▶ _Extract to read_:
*-*-*

Not even a cub journalist on a high school newspaper would conduct the kind of reverential love-in MALVEAUX conducted with “the former administration official [who] tells me how she feels now about her ouster and whether there is a culture of racism within the government.”

(Aside: note Sherrod’s reference to her fears: “of white people, or I’m afraid of Hispanic people or Native Americans.” Ms. Sherrod: whites are petrified of black crime, given that blacks commit most violent crime in the country. Can that small fact form part of the discussion about race that you have prescribed? Or is that pesky truth proscribed? On second thoughts, don’t mind me, Shirley. I’ll back away bowing if you don’t approve.)

SUZANNE MALVEAUX, CNN CORRESPONDENT: Tell me a little bit about today. What was that like to come face-to-face with your former boss, Secretary Vilsack, today?

SHERROD: The second day when he said, “I stand by my decision,” that hurt. So I just needed to have some closure, I guess, and hearing exactly what happened. And he did explain what happened that day he was traveling. He explained that they made a lot of mistakes dealing with me and they had — they are trying to correct those within the department. They are putting new things in place so that that won’t happen to others.

So if what happened to me will keep others from having to go through that, hopefully, in the future, then I guess that’s a good thing.

MALVEAUX: You said before, though, that they were changing the process, but you didn’t be — you didn’t want to be the one to test it.


MALVEAUX: it sounds like you don’t have a lot of faith in the Agriculture Department changing when it comes to racism and discrimination?

*-*-*

▶ _Dataset extract_:
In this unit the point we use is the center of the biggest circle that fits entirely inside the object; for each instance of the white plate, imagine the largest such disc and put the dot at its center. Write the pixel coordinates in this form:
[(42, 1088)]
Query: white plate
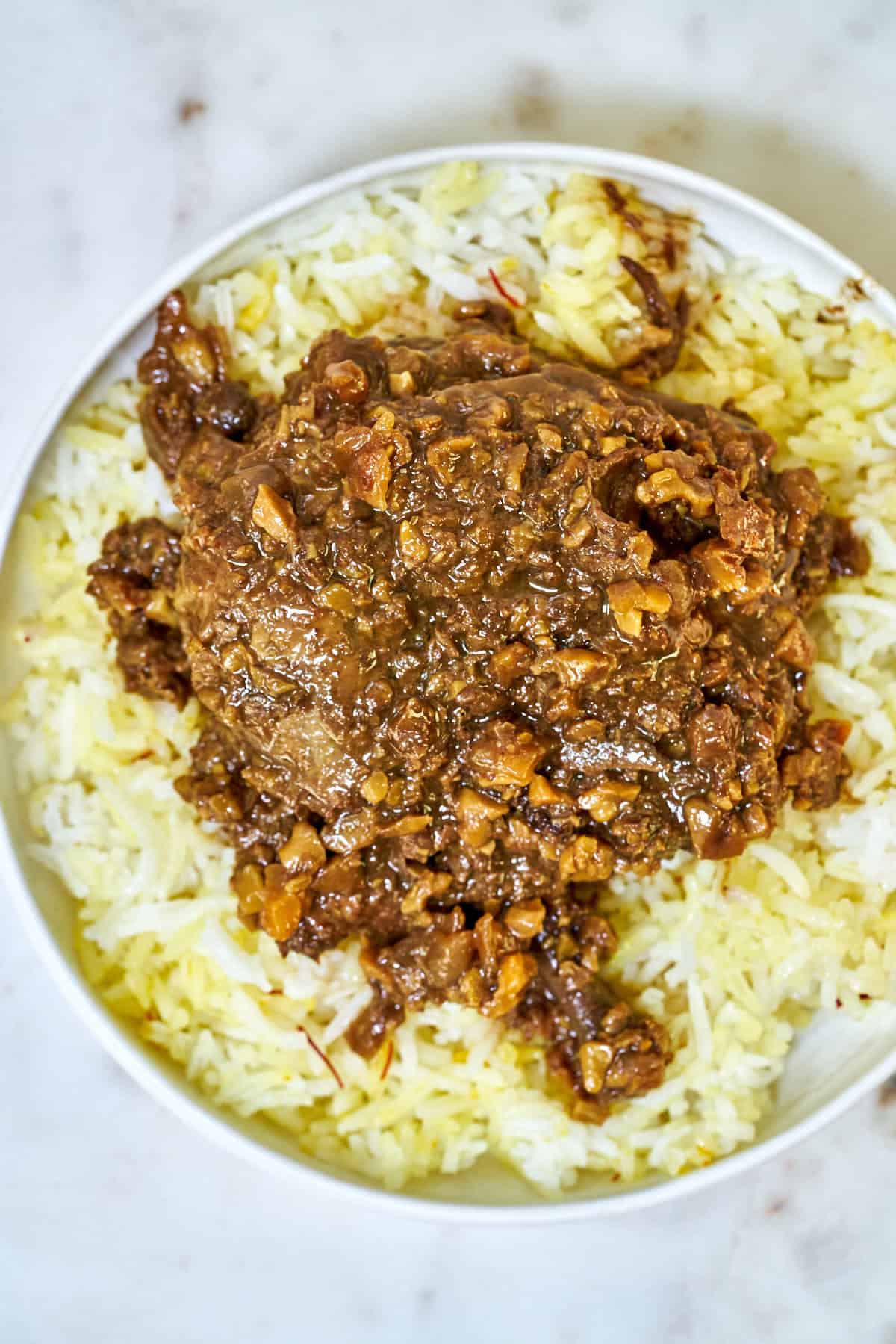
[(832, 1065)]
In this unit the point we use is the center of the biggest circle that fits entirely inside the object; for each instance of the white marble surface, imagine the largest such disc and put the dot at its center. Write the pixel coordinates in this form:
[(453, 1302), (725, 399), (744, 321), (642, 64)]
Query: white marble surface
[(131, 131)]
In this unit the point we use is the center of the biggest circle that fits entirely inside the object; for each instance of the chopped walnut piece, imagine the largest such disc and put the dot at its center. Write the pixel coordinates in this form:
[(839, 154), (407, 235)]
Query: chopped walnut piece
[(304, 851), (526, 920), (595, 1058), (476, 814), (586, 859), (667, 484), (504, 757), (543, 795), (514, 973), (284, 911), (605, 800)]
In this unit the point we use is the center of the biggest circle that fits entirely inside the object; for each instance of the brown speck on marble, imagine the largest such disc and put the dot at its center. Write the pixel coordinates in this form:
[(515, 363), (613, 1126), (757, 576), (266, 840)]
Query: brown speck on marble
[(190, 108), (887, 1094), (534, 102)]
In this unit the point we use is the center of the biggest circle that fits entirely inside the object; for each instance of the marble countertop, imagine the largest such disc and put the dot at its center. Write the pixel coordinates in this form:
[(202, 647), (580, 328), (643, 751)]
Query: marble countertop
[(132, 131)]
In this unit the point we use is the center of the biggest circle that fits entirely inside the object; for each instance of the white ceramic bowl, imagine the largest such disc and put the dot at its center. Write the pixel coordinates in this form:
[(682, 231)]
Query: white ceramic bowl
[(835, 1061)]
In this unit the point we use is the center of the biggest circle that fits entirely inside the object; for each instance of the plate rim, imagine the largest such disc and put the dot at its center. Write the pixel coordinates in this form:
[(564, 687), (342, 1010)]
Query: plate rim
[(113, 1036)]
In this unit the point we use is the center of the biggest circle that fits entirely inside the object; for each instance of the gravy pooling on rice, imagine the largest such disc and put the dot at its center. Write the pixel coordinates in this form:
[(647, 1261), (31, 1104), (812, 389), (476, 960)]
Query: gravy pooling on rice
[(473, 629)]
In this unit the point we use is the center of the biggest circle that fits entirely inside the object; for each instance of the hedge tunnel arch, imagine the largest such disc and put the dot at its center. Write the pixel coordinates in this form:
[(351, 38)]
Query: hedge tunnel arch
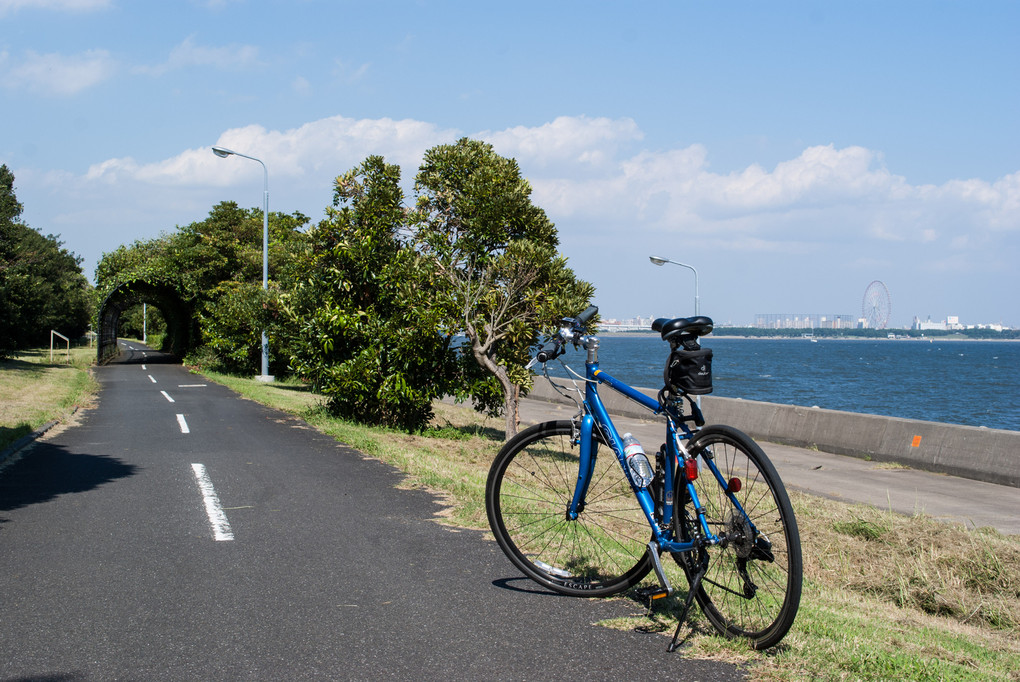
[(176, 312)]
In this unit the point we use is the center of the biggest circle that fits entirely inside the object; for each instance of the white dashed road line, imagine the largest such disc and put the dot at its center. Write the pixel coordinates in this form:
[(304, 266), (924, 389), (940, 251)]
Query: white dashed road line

*-*-*

▶ _Challenge_:
In the interview excerpt, which statement from Vilsack does Sherrod say hurt her? Please answer briefly. The material is separate from the interview excerpt.

▶ _Response to the exercise_:
On the second day, Vilsack said, "I stand by my decision."